Aim of the exercise:
Only the lines below starting at the one containing "of the earring" and ending at the one containing "Query: white fur patch" belong in the answer, each copied exactly.

━━━━━ Data for review

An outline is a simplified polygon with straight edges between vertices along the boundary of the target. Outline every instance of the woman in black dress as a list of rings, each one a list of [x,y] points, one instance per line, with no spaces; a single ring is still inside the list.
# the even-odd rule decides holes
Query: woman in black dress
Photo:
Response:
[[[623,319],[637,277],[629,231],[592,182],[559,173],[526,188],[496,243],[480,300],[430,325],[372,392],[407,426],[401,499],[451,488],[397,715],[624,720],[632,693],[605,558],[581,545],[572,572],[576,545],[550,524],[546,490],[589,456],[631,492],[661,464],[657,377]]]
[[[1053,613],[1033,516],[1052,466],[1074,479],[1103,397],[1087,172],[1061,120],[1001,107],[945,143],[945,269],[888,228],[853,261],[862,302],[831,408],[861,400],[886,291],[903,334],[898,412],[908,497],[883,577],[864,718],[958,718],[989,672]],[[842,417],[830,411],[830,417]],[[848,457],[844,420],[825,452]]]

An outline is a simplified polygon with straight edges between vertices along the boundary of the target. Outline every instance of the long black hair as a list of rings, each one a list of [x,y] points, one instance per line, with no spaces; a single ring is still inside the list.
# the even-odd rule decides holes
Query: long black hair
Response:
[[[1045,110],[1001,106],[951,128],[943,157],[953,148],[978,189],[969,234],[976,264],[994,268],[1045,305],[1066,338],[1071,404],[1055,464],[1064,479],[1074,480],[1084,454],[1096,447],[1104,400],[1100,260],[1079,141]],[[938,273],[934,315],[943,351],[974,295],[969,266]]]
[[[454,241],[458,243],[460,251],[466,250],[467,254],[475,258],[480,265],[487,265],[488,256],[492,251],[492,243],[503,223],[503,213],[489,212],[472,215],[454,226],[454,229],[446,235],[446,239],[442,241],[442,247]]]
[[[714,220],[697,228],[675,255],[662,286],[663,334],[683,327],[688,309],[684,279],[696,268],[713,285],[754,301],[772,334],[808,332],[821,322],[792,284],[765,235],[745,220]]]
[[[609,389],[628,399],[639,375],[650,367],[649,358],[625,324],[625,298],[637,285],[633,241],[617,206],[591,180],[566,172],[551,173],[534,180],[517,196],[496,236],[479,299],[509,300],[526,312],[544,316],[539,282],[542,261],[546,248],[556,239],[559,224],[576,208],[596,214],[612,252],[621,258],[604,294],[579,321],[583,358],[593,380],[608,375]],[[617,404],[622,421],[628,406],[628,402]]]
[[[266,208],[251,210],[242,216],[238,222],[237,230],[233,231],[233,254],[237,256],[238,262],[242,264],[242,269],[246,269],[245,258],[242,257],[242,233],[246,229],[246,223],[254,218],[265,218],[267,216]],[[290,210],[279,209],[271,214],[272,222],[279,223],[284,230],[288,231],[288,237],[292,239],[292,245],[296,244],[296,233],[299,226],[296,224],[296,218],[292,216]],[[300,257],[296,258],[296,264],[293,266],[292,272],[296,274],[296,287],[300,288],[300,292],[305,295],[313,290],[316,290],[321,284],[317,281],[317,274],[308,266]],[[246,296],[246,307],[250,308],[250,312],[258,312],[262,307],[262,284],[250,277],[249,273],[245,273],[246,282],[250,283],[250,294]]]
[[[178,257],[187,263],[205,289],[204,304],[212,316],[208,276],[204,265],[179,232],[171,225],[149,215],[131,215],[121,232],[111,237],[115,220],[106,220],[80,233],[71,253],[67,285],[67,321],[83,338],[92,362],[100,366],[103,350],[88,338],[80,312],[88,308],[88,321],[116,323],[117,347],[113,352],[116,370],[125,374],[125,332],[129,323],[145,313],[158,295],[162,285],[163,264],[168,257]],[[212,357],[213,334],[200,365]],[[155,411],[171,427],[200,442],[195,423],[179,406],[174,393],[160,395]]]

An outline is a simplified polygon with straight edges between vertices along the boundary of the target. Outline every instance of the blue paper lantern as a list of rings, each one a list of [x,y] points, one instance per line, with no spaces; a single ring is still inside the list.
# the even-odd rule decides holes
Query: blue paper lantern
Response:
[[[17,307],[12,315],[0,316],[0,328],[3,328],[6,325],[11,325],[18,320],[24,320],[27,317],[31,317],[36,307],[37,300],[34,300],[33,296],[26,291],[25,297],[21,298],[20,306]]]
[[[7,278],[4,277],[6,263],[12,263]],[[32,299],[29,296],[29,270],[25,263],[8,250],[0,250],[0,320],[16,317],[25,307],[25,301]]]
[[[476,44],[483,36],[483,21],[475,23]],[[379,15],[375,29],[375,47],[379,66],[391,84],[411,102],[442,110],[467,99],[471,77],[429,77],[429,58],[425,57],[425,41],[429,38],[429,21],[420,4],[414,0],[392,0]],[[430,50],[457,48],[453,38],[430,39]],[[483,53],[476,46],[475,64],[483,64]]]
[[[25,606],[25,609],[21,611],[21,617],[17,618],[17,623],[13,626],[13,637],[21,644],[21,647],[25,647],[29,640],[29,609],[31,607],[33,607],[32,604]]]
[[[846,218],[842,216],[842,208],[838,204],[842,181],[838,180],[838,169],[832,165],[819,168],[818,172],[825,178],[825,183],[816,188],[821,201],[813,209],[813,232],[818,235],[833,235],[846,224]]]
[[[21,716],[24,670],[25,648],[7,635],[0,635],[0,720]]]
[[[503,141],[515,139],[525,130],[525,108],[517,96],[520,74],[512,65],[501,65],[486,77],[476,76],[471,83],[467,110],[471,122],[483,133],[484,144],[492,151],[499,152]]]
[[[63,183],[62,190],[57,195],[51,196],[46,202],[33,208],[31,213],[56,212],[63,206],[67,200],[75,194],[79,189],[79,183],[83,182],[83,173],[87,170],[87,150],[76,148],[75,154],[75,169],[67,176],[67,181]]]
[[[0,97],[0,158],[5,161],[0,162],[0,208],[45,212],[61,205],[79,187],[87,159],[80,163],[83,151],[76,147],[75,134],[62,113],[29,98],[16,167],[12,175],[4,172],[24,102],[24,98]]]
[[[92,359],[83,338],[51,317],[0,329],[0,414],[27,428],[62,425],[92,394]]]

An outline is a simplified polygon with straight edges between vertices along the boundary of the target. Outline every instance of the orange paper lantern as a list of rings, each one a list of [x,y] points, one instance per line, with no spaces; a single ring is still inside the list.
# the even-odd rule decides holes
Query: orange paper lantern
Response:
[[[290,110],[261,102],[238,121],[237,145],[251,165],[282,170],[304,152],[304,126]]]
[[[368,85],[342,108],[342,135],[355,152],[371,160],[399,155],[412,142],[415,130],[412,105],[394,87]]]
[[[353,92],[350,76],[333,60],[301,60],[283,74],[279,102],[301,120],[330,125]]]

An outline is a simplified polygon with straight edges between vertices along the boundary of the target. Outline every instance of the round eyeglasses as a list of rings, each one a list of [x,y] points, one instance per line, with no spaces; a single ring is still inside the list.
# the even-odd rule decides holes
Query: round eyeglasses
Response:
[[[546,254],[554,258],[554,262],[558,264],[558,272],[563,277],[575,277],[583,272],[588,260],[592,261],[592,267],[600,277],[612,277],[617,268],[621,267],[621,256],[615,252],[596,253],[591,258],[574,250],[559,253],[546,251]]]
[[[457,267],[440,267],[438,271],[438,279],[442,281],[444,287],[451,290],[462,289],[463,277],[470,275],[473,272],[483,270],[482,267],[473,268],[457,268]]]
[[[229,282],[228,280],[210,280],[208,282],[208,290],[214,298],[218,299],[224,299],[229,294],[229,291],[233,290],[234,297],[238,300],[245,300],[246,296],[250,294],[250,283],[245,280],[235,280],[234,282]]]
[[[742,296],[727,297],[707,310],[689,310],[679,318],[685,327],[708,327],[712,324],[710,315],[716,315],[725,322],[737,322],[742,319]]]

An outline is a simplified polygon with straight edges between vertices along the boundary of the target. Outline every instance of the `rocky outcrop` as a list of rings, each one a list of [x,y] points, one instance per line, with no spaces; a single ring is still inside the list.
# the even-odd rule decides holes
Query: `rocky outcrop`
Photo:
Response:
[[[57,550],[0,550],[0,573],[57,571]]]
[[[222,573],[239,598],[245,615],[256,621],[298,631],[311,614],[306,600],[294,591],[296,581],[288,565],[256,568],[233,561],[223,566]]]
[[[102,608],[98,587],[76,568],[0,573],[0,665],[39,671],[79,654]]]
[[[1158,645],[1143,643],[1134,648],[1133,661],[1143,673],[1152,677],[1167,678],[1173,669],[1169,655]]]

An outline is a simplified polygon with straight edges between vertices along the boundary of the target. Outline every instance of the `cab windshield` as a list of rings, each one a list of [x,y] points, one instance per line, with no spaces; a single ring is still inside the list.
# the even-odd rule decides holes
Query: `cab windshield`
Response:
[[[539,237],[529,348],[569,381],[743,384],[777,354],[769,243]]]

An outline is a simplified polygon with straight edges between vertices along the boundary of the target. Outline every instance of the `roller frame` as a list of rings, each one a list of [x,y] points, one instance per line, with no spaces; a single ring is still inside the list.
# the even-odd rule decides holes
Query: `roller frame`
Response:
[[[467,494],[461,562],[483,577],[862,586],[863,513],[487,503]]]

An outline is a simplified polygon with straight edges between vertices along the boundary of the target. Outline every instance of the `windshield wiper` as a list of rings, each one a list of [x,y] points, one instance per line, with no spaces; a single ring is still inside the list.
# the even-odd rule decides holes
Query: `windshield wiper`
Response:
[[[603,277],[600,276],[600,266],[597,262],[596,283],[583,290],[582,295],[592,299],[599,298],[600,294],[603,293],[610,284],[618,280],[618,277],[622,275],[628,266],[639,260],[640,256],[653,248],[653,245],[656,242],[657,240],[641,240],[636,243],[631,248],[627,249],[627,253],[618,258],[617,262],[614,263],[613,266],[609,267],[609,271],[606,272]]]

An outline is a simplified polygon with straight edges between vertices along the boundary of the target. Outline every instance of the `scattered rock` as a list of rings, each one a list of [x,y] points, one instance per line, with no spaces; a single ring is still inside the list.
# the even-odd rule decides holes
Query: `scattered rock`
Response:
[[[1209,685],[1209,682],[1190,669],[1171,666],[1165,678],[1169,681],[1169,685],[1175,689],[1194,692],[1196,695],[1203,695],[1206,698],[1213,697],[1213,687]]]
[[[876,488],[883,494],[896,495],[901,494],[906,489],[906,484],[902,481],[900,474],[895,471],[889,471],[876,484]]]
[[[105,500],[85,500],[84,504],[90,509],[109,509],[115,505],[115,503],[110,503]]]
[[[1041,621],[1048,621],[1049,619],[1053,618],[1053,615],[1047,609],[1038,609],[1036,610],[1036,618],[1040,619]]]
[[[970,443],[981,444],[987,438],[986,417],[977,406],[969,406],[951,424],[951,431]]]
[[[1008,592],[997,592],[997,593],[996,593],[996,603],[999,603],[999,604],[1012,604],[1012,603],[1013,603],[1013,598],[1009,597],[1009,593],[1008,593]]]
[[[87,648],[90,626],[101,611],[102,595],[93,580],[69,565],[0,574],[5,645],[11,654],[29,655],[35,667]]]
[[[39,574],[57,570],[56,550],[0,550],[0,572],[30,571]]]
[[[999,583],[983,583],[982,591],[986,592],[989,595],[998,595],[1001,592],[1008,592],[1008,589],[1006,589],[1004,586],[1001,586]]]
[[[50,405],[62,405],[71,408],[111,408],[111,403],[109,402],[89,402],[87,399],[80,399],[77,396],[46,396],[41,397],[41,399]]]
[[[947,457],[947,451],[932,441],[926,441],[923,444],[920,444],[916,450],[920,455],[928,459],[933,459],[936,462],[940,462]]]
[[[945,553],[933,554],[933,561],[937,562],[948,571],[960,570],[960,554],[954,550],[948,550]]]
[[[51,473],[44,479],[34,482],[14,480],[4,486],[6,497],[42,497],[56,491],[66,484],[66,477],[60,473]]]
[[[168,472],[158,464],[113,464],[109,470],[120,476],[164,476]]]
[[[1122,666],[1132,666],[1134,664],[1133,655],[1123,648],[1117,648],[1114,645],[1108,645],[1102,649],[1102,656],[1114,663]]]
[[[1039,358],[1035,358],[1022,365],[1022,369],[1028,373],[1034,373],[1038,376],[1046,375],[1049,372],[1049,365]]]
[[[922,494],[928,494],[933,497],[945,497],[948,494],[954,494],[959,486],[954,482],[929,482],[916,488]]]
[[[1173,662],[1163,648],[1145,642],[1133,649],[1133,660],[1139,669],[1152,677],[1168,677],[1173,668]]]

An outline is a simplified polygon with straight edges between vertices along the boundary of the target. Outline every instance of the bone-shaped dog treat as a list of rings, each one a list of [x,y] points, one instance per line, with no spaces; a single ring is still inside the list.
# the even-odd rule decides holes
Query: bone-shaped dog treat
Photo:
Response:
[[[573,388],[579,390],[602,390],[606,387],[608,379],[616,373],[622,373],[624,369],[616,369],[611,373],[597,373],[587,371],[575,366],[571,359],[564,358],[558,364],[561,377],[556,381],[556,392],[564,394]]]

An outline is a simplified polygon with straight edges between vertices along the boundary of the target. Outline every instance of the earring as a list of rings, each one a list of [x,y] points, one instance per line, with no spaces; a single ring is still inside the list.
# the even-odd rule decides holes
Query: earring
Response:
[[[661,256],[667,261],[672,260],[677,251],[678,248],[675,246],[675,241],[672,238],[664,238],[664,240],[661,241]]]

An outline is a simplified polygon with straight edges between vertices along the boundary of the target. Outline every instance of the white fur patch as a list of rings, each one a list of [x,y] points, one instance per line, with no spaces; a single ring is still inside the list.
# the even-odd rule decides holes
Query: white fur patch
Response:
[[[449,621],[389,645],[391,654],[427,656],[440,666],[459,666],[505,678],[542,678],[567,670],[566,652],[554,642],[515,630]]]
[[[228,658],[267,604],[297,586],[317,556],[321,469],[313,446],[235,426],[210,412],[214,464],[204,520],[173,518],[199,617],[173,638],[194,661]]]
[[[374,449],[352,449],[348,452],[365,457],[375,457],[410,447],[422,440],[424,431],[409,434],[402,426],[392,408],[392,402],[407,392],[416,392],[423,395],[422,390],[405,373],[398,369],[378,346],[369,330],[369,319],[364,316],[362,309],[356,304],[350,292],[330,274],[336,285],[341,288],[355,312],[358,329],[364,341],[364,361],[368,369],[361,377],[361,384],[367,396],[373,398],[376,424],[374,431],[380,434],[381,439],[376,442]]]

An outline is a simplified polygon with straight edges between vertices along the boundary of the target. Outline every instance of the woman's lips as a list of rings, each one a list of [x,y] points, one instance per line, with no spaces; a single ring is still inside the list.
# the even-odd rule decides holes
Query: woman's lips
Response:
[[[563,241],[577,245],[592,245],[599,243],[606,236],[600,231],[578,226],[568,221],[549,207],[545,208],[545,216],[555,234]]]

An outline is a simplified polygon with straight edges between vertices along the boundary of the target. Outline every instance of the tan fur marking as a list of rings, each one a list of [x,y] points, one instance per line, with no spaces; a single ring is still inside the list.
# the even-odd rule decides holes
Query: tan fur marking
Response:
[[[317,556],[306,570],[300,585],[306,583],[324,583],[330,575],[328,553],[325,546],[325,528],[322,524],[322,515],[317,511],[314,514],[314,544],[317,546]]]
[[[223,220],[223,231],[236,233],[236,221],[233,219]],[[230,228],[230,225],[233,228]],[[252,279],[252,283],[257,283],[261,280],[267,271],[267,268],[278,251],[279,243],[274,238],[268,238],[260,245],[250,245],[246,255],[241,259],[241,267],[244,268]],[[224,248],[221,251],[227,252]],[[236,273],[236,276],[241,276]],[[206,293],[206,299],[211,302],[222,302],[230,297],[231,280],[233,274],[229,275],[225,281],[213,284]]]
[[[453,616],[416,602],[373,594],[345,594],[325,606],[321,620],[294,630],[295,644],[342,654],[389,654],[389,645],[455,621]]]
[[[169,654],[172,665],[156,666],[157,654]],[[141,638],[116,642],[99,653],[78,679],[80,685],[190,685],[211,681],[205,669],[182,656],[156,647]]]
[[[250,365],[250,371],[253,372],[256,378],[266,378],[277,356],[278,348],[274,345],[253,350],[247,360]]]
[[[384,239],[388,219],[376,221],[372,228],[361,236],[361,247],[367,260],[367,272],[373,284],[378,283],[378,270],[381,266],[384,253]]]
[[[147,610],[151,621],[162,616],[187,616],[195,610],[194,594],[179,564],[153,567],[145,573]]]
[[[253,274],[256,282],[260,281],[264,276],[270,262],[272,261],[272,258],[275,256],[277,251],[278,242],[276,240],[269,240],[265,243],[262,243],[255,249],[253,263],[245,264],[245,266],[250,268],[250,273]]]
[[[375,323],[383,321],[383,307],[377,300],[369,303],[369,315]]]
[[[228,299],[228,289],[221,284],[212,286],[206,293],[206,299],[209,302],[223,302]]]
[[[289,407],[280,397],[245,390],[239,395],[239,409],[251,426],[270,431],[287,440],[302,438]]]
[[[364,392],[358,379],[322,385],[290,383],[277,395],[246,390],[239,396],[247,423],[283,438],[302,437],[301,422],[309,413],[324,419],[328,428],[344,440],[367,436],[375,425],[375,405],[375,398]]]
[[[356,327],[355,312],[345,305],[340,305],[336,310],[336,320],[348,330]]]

━━━━━━━━━━

Written reply:
An outline is a simplified polygon with straight edges between vertices along the boundary of the target. Outline every instance of the earring as a list of rings, each one a list of [x,y] points, one instance per line, with no spaces; a single ring is still inside the list.
# the even-odd rule decides holes
Query: earring
Response:
[[[661,256],[667,261],[672,260],[677,251],[678,248],[675,246],[675,241],[672,238],[664,238],[664,240],[661,241]]]

An outline is a simplified polygon with straight edges between vertices along the boundary of the target. Outline every instance of the white fur patch as a list of rings, each one a list of [x,y] points, one instance per line, with no spaces; a single ring is still inside the list.
# the even-odd rule decides holes
Query: white fur patch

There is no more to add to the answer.